── DATA FOR PROCESSING

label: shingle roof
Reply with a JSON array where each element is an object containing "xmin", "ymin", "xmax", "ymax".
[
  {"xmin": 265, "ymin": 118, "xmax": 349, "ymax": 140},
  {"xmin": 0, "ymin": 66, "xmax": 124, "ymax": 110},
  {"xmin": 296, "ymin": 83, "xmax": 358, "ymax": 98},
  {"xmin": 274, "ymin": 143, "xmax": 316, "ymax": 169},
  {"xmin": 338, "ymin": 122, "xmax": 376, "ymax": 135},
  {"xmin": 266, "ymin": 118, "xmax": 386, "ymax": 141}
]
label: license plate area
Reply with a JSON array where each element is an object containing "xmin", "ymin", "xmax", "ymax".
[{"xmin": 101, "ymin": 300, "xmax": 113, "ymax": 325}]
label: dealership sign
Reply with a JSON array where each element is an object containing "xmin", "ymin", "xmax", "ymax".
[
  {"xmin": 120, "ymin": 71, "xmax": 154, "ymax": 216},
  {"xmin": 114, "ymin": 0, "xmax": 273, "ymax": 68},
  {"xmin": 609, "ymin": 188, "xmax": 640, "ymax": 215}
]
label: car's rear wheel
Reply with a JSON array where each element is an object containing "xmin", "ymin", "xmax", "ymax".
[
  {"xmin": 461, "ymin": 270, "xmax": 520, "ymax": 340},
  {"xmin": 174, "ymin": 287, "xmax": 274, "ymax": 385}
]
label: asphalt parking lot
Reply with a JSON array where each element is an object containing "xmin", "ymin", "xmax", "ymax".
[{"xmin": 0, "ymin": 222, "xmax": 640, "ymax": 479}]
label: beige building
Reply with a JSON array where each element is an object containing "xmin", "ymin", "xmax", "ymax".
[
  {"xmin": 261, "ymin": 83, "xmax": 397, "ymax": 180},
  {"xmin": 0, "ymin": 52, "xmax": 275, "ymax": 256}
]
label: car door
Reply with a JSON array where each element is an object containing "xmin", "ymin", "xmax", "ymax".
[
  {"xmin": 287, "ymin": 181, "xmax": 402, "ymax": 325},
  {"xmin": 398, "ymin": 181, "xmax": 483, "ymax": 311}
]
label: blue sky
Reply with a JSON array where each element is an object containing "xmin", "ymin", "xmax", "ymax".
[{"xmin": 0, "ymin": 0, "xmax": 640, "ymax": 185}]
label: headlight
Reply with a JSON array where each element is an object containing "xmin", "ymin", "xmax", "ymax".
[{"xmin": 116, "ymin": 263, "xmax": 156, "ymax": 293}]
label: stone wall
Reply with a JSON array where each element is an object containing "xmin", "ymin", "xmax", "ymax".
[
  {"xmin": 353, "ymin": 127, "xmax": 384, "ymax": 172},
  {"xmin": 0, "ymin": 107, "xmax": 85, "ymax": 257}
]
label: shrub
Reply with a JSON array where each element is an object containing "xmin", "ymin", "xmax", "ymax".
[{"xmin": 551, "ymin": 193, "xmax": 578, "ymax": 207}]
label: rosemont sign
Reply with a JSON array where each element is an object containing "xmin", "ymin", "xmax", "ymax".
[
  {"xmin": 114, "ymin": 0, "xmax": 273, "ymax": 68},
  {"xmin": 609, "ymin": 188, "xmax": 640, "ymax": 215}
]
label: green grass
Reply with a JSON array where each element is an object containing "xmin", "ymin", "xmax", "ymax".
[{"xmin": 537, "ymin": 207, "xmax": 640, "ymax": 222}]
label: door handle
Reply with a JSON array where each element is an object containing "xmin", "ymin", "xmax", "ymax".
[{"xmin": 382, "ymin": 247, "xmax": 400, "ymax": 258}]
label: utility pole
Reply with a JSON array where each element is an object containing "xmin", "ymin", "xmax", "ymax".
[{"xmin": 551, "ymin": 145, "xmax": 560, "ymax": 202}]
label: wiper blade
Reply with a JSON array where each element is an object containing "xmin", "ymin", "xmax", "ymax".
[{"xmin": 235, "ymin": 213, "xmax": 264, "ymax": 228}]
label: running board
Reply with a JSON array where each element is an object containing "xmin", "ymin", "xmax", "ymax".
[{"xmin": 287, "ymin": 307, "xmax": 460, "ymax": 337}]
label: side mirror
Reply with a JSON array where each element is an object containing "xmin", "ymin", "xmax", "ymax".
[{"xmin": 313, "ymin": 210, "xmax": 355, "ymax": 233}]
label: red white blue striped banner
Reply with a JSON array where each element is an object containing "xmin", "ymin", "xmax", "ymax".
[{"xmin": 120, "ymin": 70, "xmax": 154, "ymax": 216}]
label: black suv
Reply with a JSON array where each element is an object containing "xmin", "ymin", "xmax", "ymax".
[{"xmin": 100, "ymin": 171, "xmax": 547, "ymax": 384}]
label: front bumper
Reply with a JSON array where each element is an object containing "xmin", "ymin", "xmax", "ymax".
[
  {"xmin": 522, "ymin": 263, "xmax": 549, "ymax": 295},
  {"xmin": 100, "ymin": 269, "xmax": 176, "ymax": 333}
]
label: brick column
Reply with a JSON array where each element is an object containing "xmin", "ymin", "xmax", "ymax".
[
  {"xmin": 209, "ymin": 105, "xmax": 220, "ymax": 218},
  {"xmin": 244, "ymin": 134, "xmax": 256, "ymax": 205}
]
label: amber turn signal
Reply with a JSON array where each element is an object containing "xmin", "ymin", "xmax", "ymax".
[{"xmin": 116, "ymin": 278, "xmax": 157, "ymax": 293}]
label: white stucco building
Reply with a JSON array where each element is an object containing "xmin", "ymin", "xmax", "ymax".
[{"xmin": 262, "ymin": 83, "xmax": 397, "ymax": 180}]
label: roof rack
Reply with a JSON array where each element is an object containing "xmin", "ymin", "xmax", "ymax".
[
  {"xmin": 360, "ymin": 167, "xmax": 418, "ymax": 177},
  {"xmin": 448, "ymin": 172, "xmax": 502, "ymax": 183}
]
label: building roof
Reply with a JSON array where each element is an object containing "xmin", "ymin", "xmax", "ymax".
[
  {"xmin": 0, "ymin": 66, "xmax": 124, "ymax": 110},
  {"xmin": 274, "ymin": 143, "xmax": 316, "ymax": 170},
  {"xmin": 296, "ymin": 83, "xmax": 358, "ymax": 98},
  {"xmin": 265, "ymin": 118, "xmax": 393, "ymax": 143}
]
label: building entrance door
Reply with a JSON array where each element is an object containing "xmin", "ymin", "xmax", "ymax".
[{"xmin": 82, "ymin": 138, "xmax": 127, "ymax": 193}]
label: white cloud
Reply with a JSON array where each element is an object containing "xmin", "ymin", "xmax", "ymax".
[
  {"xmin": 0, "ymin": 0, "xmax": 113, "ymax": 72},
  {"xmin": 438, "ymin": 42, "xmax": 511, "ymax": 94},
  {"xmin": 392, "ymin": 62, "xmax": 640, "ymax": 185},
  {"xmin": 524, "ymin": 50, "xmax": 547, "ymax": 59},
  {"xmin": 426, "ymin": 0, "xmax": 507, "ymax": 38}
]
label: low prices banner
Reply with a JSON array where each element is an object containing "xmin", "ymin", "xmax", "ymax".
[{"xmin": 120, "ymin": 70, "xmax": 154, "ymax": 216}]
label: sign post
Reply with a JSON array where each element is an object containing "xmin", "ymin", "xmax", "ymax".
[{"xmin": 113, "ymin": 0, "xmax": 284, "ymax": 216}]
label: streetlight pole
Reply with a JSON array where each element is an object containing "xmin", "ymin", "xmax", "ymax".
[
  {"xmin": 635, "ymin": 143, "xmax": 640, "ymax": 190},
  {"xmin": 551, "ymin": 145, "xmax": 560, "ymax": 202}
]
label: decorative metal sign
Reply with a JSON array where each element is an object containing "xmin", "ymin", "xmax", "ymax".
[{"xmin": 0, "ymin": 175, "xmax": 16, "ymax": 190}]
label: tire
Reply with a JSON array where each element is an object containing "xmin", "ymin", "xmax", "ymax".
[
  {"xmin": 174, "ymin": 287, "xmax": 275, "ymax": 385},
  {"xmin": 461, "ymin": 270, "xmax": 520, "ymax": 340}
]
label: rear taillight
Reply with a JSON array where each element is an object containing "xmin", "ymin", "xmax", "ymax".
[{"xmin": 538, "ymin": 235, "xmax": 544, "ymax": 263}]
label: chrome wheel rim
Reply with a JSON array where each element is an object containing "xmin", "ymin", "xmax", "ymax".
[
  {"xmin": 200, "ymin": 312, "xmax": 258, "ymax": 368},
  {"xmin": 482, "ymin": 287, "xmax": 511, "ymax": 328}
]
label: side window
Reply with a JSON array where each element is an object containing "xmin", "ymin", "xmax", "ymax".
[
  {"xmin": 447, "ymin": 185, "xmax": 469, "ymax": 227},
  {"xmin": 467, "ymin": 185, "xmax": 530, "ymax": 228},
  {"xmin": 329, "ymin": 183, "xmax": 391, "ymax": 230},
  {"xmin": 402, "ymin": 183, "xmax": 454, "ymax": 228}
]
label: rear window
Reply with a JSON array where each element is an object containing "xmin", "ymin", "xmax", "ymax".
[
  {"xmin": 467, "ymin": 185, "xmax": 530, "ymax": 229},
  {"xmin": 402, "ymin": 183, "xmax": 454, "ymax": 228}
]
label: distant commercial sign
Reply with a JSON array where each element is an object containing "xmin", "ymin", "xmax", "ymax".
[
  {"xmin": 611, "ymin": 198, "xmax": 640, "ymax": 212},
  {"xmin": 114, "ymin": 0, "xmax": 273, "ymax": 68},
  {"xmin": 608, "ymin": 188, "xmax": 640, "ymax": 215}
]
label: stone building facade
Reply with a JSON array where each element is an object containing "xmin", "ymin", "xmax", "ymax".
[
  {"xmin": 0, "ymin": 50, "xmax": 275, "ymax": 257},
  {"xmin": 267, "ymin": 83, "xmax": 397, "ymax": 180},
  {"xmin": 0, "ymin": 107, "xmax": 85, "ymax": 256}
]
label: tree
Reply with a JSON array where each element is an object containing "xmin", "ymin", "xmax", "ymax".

────

**EXERCISE OBJECTIVE**.
Reproduce the entries from the line with "label: chrome wheel rim" through the end of the entries, keeping the requests, and multiply every bounding box coordinate in the answers by 0.4, rounding to whole numbers with halves rounded up.

**TASK SOLUTION**.
label: chrome wheel rim
Reply with a JSON array where each element is an object containing "xmin", "ymin", "xmax", "ymax".
[
  {"xmin": 80, "ymin": 125, "xmax": 103, "ymax": 147},
  {"xmin": 193, "ymin": 115, "xmax": 204, "ymax": 131}
]
label: side window
Reply with a JSON array where each element is an object containing "xmin", "ymin", "xmax", "ymax".
[
  {"xmin": 179, "ymin": 74, "xmax": 188, "ymax": 91},
  {"xmin": 187, "ymin": 74, "xmax": 212, "ymax": 91},
  {"xmin": 132, "ymin": 73, "xmax": 156, "ymax": 92},
  {"xmin": 161, "ymin": 73, "xmax": 182, "ymax": 91}
]
label: rear window
Reply with a JSON array where each element is an object containing "xmin", "ymin", "xmax", "ymax".
[
  {"xmin": 187, "ymin": 74, "xmax": 212, "ymax": 92},
  {"xmin": 161, "ymin": 73, "xmax": 182, "ymax": 91}
]
label: distant commercial sign
Reply with a JSON array where each element is an object containing "xmin", "ymin", "xmax", "ymax".
[
  {"xmin": 244, "ymin": 79, "xmax": 256, "ymax": 85},
  {"xmin": 46, "ymin": 0, "xmax": 109, "ymax": 27},
  {"xmin": 243, "ymin": 75, "xmax": 256, "ymax": 86}
]
label: stone building facade
Reply with a JSON array where each element is an object containing "xmin", "ymin", "xmax", "ymax".
[
  {"xmin": 0, "ymin": 20, "xmax": 110, "ymax": 103},
  {"xmin": 107, "ymin": 33, "xmax": 159, "ymax": 72},
  {"xmin": 0, "ymin": 43, "xmax": 34, "ymax": 102}
]
label: tree
Reply with a JSON array where each element is an object containing "xmin", "ymin", "xmax", "ymax".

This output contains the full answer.